§ Short task
Extract every line of the records that contains the string "segment". The match is case-sensitive.

● ● ●

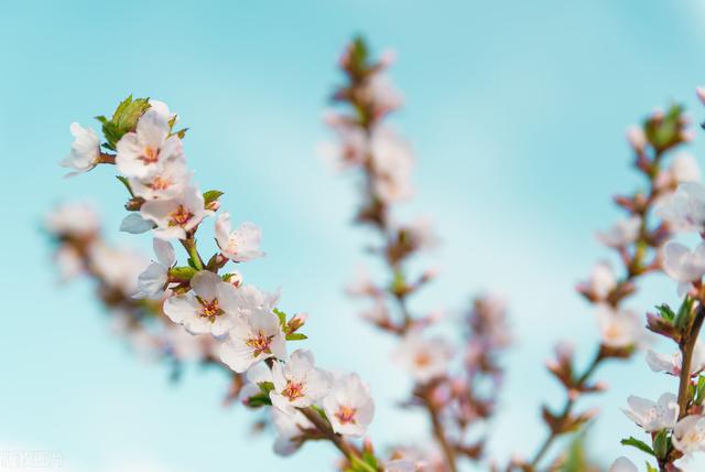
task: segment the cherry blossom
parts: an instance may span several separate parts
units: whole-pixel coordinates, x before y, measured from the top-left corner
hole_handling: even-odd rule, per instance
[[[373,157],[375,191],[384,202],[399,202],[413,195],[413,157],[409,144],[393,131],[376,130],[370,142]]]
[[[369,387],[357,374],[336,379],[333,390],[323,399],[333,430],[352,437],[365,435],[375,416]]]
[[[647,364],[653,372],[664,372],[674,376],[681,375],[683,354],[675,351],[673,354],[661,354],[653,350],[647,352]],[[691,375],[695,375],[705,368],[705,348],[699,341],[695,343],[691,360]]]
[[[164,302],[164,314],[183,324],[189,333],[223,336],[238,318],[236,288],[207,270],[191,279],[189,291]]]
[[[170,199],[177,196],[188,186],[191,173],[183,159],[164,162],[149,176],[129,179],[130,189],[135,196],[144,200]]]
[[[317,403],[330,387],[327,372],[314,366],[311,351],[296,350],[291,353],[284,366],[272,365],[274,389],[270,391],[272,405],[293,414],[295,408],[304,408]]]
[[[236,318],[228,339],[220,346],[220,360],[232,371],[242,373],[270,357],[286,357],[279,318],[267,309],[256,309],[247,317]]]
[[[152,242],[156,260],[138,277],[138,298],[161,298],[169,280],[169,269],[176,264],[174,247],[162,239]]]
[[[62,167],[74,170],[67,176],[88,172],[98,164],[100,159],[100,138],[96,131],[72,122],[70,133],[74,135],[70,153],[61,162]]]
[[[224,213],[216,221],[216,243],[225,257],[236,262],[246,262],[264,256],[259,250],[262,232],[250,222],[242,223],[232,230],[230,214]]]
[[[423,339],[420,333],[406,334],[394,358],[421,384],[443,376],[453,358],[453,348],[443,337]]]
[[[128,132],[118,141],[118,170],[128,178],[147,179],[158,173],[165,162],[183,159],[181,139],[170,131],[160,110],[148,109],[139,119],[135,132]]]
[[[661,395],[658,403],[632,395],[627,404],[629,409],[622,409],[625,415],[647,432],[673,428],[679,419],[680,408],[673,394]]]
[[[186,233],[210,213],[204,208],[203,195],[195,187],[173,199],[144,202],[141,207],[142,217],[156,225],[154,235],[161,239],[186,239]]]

● ● ●

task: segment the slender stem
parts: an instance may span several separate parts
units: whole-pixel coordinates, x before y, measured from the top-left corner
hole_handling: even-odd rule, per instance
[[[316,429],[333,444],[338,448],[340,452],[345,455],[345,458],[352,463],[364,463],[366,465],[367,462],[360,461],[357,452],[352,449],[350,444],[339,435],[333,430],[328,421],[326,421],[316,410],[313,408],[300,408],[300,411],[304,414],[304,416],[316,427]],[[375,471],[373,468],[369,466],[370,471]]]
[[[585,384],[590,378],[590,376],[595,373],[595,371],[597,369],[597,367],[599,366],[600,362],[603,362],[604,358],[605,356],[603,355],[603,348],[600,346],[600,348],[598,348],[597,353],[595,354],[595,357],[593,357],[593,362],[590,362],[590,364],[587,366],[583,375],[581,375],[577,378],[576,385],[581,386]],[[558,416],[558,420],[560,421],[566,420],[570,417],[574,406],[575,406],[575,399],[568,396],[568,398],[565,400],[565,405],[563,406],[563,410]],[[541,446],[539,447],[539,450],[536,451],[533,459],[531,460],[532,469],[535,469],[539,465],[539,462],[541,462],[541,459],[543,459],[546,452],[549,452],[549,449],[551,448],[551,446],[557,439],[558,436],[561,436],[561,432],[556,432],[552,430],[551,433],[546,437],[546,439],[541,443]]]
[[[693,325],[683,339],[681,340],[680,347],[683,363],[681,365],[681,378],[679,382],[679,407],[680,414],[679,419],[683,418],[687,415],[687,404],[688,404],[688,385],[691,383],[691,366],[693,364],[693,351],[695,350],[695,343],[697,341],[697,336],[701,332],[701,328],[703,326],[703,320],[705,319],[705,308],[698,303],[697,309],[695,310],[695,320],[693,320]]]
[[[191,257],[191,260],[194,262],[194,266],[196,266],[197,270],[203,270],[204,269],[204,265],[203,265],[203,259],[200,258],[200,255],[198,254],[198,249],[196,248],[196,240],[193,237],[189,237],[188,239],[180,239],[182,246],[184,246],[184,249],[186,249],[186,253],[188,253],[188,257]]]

● ● ●

§ Result
task: segment the cherry blossom
task: segment the slender stem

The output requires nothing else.